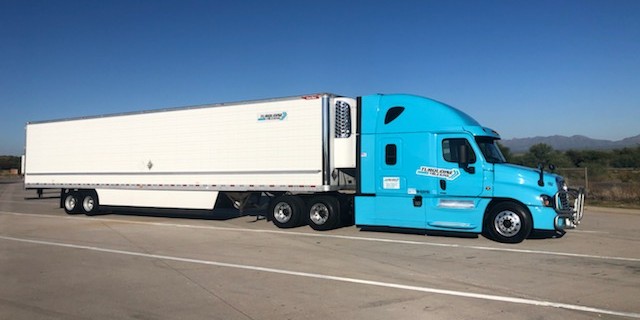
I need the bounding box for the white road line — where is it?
[0,236,640,319]
[0,211,640,262]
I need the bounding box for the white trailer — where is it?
[24,94,357,228]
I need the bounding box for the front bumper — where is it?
[554,188,585,230]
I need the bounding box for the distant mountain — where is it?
[500,135,640,153]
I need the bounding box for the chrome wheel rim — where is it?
[493,211,522,237]
[82,196,95,212]
[64,195,77,211]
[273,202,293,223]
[309,203,329,225]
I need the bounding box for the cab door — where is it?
[375,135,426,229]
[430,134,484,198]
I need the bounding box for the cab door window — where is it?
[442,138,476,163]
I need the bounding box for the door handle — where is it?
[413,196,422,208]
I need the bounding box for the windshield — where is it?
[476,137,507,163]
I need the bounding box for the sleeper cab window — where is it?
[384,144,398,166]
[384,106,404,124]
[442,138,476,163]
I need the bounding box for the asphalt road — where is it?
[0,181,640,320]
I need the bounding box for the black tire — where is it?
[307,196,342,231]
[485,202,533,243]
[62,191,81,214]
[80,190,100,216]
[268,196,305,228]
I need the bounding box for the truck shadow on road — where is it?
[89,207,262,221]
[360,226,566,240]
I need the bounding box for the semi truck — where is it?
[24,93,585,243]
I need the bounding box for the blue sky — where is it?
[0,0,640,155]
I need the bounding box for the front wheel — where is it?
[485,202,532,243]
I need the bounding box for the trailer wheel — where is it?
[81,190,99,216]
[485,202,532,243]
[269,196,304,228]
[308,196,341,230]
[62,191,80,214]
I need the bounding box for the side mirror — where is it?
[458,144,476,174]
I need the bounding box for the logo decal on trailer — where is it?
[258,111,287,121]
[416,166,460,180]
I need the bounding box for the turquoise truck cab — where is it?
[355,95,584,243]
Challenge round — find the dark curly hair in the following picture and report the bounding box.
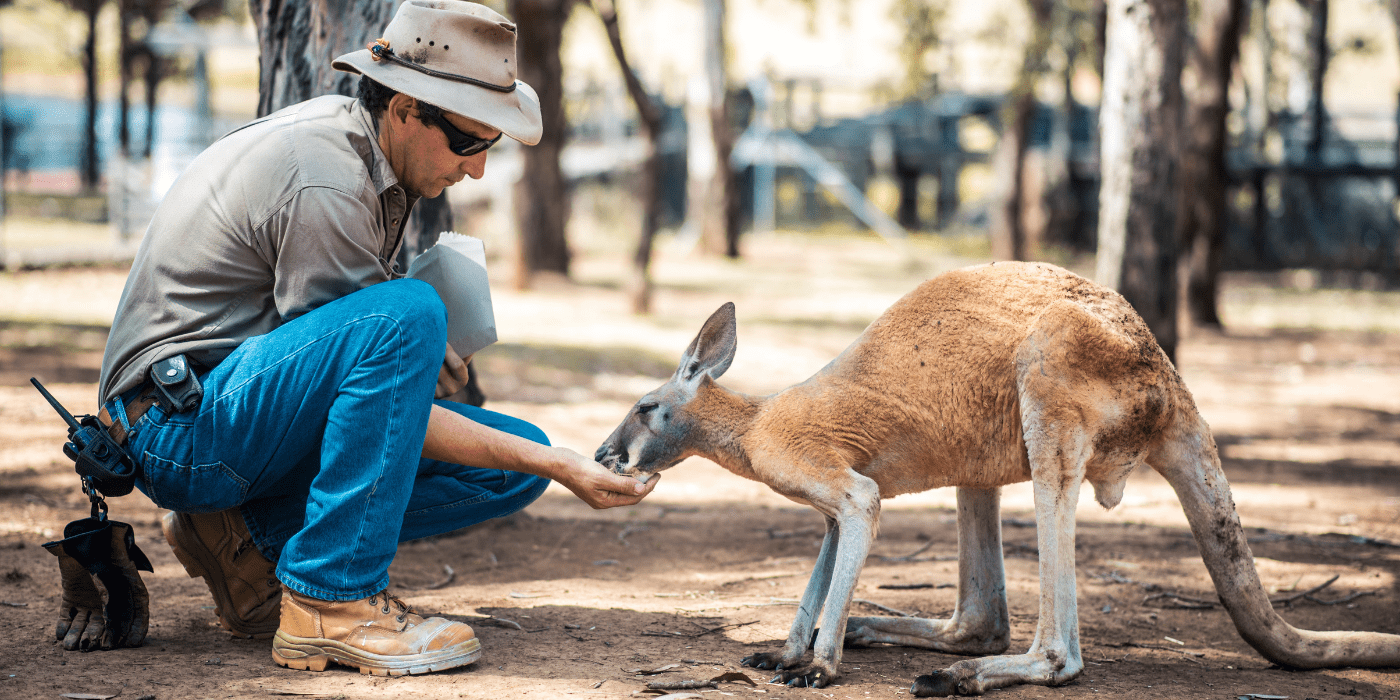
[357,76,442,127]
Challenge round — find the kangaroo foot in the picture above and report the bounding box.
[769,665,836,687]
[909,671,958,697]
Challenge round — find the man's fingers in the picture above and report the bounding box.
[442,343,472,384]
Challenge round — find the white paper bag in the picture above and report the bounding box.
[407,231,496,357]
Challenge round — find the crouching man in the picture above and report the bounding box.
[99,0,655,675]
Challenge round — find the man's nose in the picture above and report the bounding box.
[462,151,490,179]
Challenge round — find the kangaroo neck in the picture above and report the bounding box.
[692,382,766,479]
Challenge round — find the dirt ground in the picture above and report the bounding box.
[0,235,1400,700]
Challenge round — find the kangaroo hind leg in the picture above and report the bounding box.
[911,302,1116,697]
[846,486,1011,654]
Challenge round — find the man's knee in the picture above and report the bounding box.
[378,279,447,336]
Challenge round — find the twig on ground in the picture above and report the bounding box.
[1303,591,1376,605]
[486,615,525,631]
[692,620,759,637]
[879,540,938,561]
[767,528,823,539]
[851,598,914,617]
[647,680,720,690]
[1268,574,1341,605]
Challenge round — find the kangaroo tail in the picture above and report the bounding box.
[1149,406,1400,668]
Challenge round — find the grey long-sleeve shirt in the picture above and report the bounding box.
[98,95,417,402]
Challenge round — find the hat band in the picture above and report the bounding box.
[370,39,515,92]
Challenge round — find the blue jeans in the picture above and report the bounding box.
[108,280,549,601]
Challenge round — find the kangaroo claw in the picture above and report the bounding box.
[769,666,833,687]
[909,671,958,697]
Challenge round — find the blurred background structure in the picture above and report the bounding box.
[0,0,1400,336]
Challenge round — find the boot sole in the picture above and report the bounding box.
[161,511,280,640]
[272,631,482,676]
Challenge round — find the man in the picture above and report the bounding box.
[101,0,655,675]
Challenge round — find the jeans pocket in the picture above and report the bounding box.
[141,452,248,512]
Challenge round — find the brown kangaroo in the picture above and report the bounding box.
[596,263,1400,696]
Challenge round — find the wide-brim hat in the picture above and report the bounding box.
[332,0,543,146]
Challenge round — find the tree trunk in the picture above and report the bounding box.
[1308,0,1331,162]
[700,0,739,258]
[991,0,1054,260]
[248,0,398,116]
[1179,0,1245,329]
[78,0,102,192]
[592,0,662,314]
[511,0,574,288]
[1098,0,1186,360]
[116,0,136,158]
[141,46,167,158]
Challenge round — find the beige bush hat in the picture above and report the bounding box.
[332,0,543,146]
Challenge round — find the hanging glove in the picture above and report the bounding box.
[43,514,153,651]
[43,542,106,651]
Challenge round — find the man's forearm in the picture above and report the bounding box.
[423,406,567,480]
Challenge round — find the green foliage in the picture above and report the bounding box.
[890,0,948,99]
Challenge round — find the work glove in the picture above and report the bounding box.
[43,514,153,651]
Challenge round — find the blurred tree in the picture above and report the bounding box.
[686,0,741,258]
[1098,0,1186,361]
[116,0,172,157]
[248,0,486,406]
[1179,0,1245,328]
[991,0,1056,260]
[1303,0,1331,158]
[511,0,574,288]
[889,0,958,231]
[889,0,948,99]
[63,0,105,192]
[592,0,662,314]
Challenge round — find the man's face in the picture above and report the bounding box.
[385,95,501,197]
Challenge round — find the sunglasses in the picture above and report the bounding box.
[428,112,505,157]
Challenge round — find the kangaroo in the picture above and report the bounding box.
[595,263,1400,697]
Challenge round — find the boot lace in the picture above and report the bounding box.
[370,589,417,622]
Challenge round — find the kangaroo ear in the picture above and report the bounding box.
[676,301,739,382]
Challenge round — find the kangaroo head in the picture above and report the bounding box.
[594,301,738,482]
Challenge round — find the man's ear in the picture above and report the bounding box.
[388,92,419,123]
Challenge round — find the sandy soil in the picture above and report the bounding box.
[0,237,1400,700]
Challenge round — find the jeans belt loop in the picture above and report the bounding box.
[97,379,155,445]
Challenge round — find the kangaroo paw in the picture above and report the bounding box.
[769,666,836,687]
[909,671,958,697]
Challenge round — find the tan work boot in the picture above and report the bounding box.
[272,587,482,676]
[161,508,281,640]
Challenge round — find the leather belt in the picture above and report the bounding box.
[97,381,155,445]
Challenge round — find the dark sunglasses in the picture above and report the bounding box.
[428,112,505,157]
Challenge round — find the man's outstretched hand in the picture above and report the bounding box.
[433,344,472,399]
[554,447,661,510]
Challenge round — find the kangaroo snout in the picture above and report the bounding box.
[594,442,627,473]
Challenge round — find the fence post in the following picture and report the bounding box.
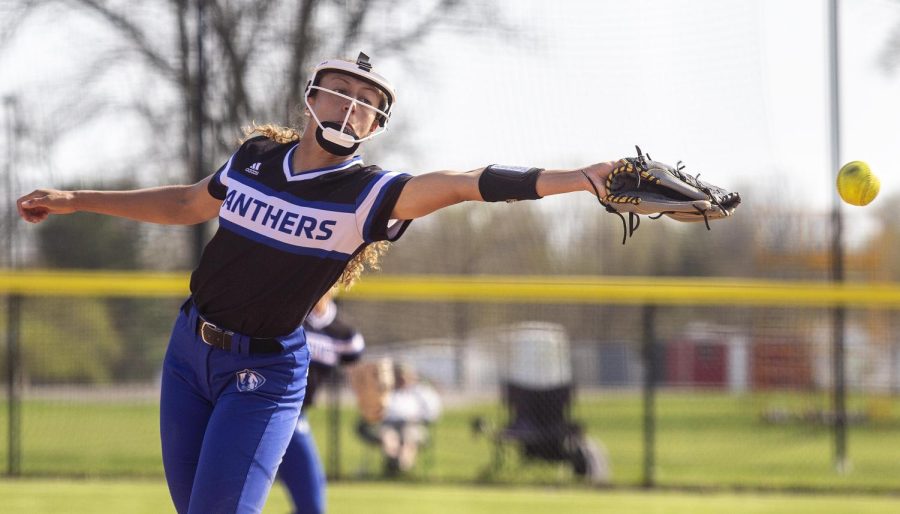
[328,368,343,480]
[6,294,22,476]
[641,305,656,487]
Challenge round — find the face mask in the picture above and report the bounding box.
[316,121,359,157]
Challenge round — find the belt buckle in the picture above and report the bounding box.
[200,321,234,351]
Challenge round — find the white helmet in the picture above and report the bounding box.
[303,52,397,150]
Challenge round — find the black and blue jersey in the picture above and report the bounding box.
[191,137,412,337]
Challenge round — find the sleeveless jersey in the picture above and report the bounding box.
[191,136,412,337]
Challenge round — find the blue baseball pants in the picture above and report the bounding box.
[278,414,325,514]
[160,300,309,514]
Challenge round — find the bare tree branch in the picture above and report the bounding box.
[70,0,177,80]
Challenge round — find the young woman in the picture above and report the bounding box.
[18,50,615,514]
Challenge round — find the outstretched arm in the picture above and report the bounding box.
[16,176,222,225]
[391,162,616,220]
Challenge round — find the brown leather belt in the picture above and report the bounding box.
[181,302,284,354]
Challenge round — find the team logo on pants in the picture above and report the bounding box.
[235,369,266,393]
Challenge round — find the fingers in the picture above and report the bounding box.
[16,190,57,223]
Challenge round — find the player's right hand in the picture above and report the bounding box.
[16,189,75,223]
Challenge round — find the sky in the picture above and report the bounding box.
[0,0,900,235]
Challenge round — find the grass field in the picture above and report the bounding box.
[0,392,900,490]
[0,479,900,514]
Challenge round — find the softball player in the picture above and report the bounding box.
[278,293,365,514]
[17,50,615,514]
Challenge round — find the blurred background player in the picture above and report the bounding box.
[278,291,365,514]
[378,363,441,474]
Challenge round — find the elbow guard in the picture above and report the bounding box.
[478,164,544,202]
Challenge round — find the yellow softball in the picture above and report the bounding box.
[837,161,881,206]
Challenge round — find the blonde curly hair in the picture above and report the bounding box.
[241,121,391,290]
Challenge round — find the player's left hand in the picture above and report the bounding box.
[16,189,75,223]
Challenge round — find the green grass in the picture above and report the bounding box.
[0,392,900,492]
[0,479,900,514]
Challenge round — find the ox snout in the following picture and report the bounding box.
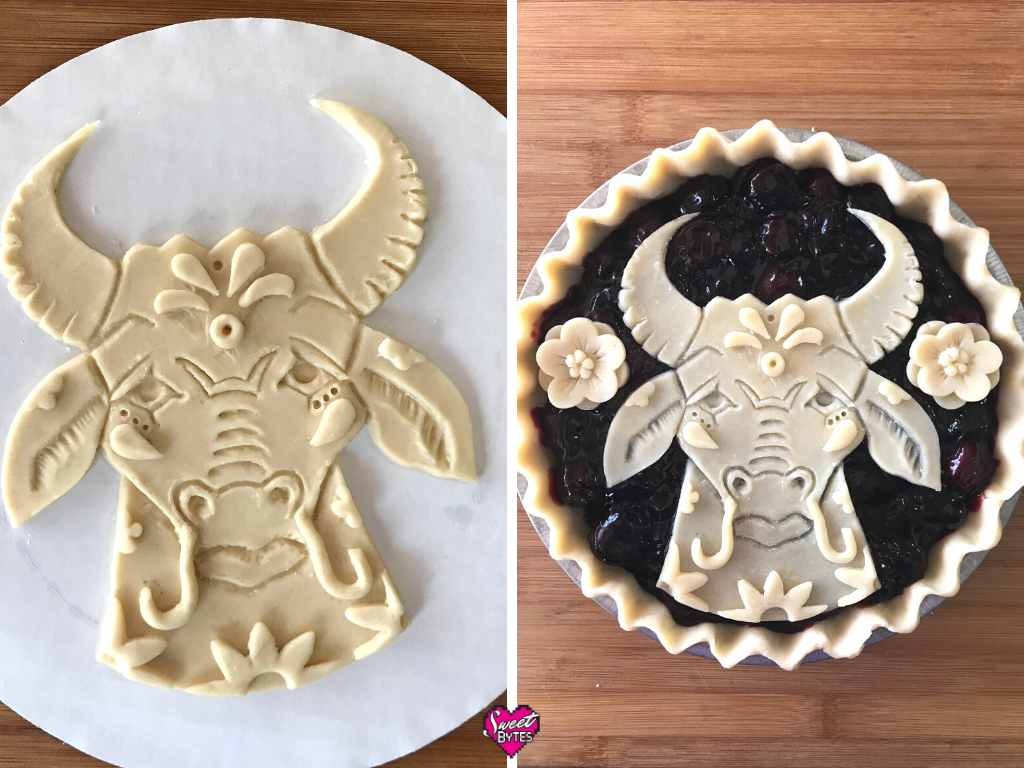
[726,467,814,549]
[175,472,309,589]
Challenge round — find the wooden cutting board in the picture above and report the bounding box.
[518,0,1024,768]
[0,0,507,768]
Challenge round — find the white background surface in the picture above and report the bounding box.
[0,19,507,768]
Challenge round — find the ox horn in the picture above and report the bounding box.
[311,100,427,317]
[0,123,121,349]
[839,208,925,364]
[618,213,700,368]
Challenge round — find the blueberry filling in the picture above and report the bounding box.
[534,159,998,633]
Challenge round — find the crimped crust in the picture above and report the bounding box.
[516,121,1024,670]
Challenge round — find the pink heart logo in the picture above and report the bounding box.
[483,705,541,758]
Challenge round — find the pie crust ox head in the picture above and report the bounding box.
[0,101,476,695]
[516,121,1024,669]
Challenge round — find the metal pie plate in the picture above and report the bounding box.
[516,128,1024,667]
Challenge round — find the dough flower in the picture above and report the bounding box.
[906,321,1002,411]
[537,317,630,411]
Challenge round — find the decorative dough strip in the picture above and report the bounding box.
[138,522,199,630]
[295,510,373,600]
[516,121,1024,670]
[690,497,736,570]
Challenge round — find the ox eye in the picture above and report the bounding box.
[281,358,327,397]
[807,382,849,418]
[697,389,735,416]
[124,374,178,413]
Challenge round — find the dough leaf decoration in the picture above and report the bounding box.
[0,101,476,695]
[857,371,942,490]
[604,371,684,487]
[352,332,476,480]
[604,204,942,623]
[188,622,319,696]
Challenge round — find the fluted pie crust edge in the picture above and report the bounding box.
[516,121,1024,670]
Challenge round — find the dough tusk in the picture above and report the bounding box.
[309,399,355,447]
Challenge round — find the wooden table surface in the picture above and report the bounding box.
[517,0,1024,768]
[0,0,507,768]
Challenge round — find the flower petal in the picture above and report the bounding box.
[909,360,921,389]
[967,323,992,344]
[918,364,956,397]
[548,376,589,409]
[910,336,947,368]
[595,336,626,370]
[537,339,577,377]
[562,317,597,354]
[953,371,990,402]
[971,341,1002,374]
[587,367,618,402]
[936,323,974,349]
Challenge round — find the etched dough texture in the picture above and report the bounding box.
[598,210,942,623]
[516,121,1024,669]
[0,101,476,695]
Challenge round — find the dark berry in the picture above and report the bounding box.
[946,304,984,325]
[737,162,804,213]
[589,512,641,565]
[804,168,846,203]
[626,203,672,248]
[532,159,998,633]
[945,438,995,496]
[754,264,815,304]
[671,174,732,214]
[666,216,731,271]
[847,184,896,219]
[761,211,804,257]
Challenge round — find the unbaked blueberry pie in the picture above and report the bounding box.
[518,122,1024,669]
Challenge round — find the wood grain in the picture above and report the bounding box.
[517,0,1024,768]
[0,0,507,768]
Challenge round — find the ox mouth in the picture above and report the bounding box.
[196,539,307,589]
[733,512,814,549]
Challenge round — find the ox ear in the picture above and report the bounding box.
[604,371,686,488]
[351,327,476,482]
[3,354,110,525]
[856,371,941,490]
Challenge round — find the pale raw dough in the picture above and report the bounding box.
[0,101,476,695]
[598,211,939,623]
[516,121,1024,669]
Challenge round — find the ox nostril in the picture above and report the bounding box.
[210,314,246,349]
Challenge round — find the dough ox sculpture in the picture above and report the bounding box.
[0,101,476,694]
[604,210,940,622]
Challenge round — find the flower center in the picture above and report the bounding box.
[565,349,594,379]
[939,347,971,376]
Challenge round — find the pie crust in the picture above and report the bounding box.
[0,101,476,695]
[516,121,1024,670]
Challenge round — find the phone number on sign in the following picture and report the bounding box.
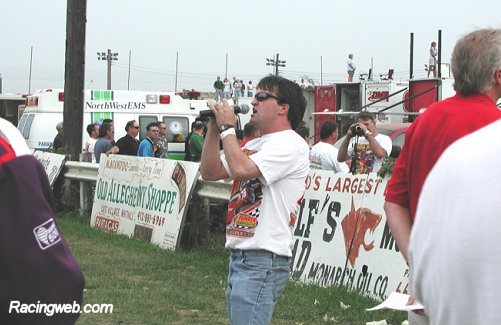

======

DIRECTIVE. Please restate the records starting at the line that contains "Challenge round — find the blue baseball" and ending at the line that contains "[0,19,507,768]", swapping "Challenge round" for "Bonus round" and leaving everything else unchanged. Omit the pictures from your answer.

OUTPUT.
Bonus round — find the blue baseball pants in the picture above and report the bounding box.
[278,414,325,514]
[160,300,309,514]
Bonus round — find the bare tree branch in the picture above and report the bounding box.
[70,0,177,80]
Bonus round — find the young woman in the picture above and report the bounding box.
[18,50,615,514]
Bonus round — find the outstretched arm in the picture above and report the bounding box.
[16,176,222,225]
[391,162,616,220]
Bonus round — find the brown leather belt in the picture above and report the bounding box.
[181,302,284,354]
Bonus round — find the team logo on pants in the picture above and report the bounding box.
[235,369,266,393]
Bonus round — find the fingers in the picture above and report the bounding box.
[16,190,57,223]
Bonus round — find the player's right hand in the picture above and report the bounding box.
[16,189,75,223]
Bonus round — find the sky in the picture above and report the bounding box.
[0,0,900,235]
Bonus round — find the grass field in the picture above and report the bounding box.
[0,392,900,490]
[0,479,900,514]
Bonus round — find the softball player in the picture above and report the bounding box.
[278,293,365,514]
[17,50,615,514]
Bonus round — find the blurred background player in the picture above and report the bounding box.
[278,291,365,514]
[378,363,441,474]
Bonus round — find the elbow guard in the picture above and report the bounding box.
[478,164,544,202]
Bonus round — find the yellow softball in the picture above and report the bounding box.
[837,161,881,206]
Bonus round — find the blonde curly hair in the picture above and report the bounding box.
[241,121,391,290]
Bonus round — find the player's left hand in the picture above and report the bounding box.
[16,189,75,223]
Bonus round — find the green grass in the picture above and report the bounding box.
[0,392,900,492]
[0,479,900,514]
Bonus round — find the ox snout in the following picture and report the bounding box.
[726,467,814,549]
[175,472,309,589]
Bonus round — find the wooden cutting board in the picture above and report the bounding box.
[518,0,1024,768]
[0,0,507,768]
Bonus round — find the white background surface in the picture above and report the bounding box.
[0,19,507,768]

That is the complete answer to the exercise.